> Written tasks:
(A) According to the blog post, what is the oldest Python version that Mercurial still supports on some distributions?
(B) List everyone named in the blog post, including its comments.

>> begin Source

(I’m still looking for a new position. Please check out my resume and contact me if you’re looking for a great Perl developer.)
I was talking this weekend with Matt Mackall about Python 3 and Perl 6. Matt is the creator of Mercurial, so he is deeply invested in Python.
He was asking about the relationship between Perl 5 and Perl 6, and we were comparing it with the relationship of Python 2 and 3. His main problem with Python 3, as I understand it, is the backwards-incompatible change in string handling from 2 to 3. In Python 3, all strings are Unicode by default. Byte arrays are now their own thing, no longer interchangeable with strings.
Meanwhile, Mercurial is still supporting distributions that are running Python 2.4, which is over 6 years old at this point. To make matters worse, Mercurial really doesn’t benefit from the Unicode-is-everywhere changes in Python 3, so there’s little incentive to migrate.
I suspect that eventually Mercurial will be stuck with some sort of compatibility layer that checks what Python it is running on, and loads the appropriate versions of libraries (or monkey patches them, or whatever Python people do ;).
This discussion helped me realize that regardless of any problems Perl 6 has, we’ve done one thing really right in the overall Perl community. There’s no intention to have Perl 6 replace Perl 5. Perl 6 has been designed to co-exist with Perl 5. The Perl 6 binary will presumably be called
perl6 (or maybe
rakudo), not just
Meanwhile, Perl 5 has maintained it’s strong commitment to backwards compatibility while still pulling in cool bits from Perl 6. This commitment can be frustrating in many ways, but its also has benefits. The Perl 5 commitment to prototyping new features on CPAN has made for a much cleaner upgrade path. Finally, the fact that syntax breakage is almost always opt-in (with
use feature or
use 5.x), means that we can safely upgrade one module at a time to new syntax.
Of course, Python has
from __future__ import, but Python 3 doesn’t use that to enable Unicode everywhere. Even worse, there doesn’t seem to be a
from __past__ import "old string semantics", so upgrading to Python 3 requires an entire application (and its dependencies) to upgrade all at once.
Whatever you think of Perl 6, I think the Perl community can be thankful that Larry had the foresight to realize that Perl 6 cannot replace Perl 5. Decoupling Perl 6 from Perl 5 has let the two projects grow at their own pace. If Perl 6 had been officially anointed as the coming replacement for Perl 5, I doubt we would ever have seen the Modern Perl “movement” emerge, nor would we have seen the revitalized Perl 5 core development of the past few years.
When Perl 6.0 is released, in whatever form that takes, our Perl 5 programs will continue working for as long as we want. That’s a very good thing.
shawn.c.carroll, on 2011-04-18 13:39, said:
You know what, this is the first time I’ve read about Perl6 not meaning to Replace Perl5. Not to say that is the truth, I’m much happier in this case.
ddt, on 2011-04-18 13:44, said:
And yet Python 3 is happening while things get more and more silent around Perl 6…
I would take “hard to get people to migrate” over “does not even exist yet” any day.

>> end Source
>> begin Stored data

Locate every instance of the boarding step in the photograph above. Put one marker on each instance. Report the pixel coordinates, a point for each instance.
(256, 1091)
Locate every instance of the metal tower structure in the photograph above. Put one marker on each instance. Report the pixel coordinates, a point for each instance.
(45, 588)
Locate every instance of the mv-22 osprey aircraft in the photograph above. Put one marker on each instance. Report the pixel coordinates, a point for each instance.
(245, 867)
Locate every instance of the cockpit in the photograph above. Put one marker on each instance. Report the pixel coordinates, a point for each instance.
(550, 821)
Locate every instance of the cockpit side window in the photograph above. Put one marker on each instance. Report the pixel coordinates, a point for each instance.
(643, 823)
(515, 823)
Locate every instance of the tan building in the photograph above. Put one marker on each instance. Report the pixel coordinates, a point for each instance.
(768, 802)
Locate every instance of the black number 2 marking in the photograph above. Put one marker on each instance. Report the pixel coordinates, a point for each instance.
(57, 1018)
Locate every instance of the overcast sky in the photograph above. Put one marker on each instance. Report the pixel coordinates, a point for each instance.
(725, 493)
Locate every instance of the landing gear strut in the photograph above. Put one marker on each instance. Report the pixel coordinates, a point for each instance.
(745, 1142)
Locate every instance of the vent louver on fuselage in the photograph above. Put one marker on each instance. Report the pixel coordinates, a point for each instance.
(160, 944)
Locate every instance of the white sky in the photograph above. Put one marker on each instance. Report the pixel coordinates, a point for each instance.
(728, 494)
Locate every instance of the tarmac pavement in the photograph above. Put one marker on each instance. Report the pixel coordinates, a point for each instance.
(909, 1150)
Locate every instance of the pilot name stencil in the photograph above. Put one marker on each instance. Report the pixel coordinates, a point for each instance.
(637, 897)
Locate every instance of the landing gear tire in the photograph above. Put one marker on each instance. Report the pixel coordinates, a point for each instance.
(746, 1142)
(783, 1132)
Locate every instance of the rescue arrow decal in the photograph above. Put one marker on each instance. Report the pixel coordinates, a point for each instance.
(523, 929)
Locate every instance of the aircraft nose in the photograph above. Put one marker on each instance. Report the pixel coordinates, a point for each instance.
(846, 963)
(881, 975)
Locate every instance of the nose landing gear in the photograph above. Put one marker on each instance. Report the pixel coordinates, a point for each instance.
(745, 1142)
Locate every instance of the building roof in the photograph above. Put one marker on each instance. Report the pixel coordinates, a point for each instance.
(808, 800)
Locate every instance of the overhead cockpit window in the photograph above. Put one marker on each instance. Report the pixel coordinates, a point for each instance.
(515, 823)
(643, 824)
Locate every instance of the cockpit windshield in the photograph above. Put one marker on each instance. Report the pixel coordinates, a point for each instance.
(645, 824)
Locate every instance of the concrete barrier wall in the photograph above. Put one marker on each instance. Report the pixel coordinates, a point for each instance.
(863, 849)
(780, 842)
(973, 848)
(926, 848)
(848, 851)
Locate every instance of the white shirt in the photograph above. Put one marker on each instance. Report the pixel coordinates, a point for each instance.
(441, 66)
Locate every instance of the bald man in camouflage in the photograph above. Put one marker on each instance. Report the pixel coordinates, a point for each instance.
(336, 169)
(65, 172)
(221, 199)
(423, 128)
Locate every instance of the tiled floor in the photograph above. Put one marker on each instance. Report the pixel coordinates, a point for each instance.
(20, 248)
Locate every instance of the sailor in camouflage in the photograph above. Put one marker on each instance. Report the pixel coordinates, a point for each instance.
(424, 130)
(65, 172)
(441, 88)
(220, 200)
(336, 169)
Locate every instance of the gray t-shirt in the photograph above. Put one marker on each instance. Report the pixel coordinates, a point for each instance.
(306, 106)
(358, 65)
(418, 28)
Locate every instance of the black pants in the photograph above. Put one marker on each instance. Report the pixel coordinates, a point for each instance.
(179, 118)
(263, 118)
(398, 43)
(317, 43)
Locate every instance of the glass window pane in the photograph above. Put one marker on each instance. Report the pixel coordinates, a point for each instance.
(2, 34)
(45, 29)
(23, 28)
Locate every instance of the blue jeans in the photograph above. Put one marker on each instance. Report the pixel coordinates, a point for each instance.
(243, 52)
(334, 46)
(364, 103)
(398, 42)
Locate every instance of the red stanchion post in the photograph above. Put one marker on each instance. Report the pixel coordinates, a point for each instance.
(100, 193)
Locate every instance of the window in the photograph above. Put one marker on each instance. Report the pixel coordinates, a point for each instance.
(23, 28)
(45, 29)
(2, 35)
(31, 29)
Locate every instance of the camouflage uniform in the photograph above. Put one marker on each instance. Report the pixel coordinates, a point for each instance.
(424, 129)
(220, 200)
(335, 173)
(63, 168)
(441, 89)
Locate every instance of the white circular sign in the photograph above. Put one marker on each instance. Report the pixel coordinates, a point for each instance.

>> end Stored data

> Worked solutions:
(A) Python 2.4, which the post says is over six years old.

(B) Matt Mackall, Larry, shawn.c.carroll, ddt